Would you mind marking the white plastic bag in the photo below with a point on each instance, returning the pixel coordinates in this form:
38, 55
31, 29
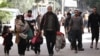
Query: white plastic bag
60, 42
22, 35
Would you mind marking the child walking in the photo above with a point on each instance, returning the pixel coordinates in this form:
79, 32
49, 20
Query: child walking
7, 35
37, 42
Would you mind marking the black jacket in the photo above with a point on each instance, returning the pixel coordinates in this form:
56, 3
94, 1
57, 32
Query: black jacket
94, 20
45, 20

---

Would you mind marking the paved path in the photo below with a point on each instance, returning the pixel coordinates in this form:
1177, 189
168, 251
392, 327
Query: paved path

* * *

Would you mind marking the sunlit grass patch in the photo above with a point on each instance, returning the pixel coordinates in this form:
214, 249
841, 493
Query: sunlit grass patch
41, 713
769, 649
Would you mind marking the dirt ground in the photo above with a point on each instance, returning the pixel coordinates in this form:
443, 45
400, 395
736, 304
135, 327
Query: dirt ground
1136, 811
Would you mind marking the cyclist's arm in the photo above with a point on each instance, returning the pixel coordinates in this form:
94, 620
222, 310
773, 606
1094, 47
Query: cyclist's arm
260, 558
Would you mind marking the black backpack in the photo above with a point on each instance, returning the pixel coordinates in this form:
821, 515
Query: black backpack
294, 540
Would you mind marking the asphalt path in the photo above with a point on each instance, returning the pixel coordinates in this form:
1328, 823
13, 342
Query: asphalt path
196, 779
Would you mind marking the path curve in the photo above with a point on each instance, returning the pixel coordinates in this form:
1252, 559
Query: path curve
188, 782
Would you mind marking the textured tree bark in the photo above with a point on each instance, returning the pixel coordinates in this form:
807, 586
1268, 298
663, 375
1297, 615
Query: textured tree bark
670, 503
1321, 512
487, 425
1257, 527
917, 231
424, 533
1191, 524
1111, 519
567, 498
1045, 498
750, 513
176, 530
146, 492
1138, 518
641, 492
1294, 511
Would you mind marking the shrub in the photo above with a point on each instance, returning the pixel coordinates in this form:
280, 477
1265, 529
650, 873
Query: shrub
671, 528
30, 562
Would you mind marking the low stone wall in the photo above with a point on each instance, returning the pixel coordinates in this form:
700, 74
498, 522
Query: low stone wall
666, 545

Your goal: Provide the count of lines in the records above that hold the word "below", with no other text.

Solution to this problem: 2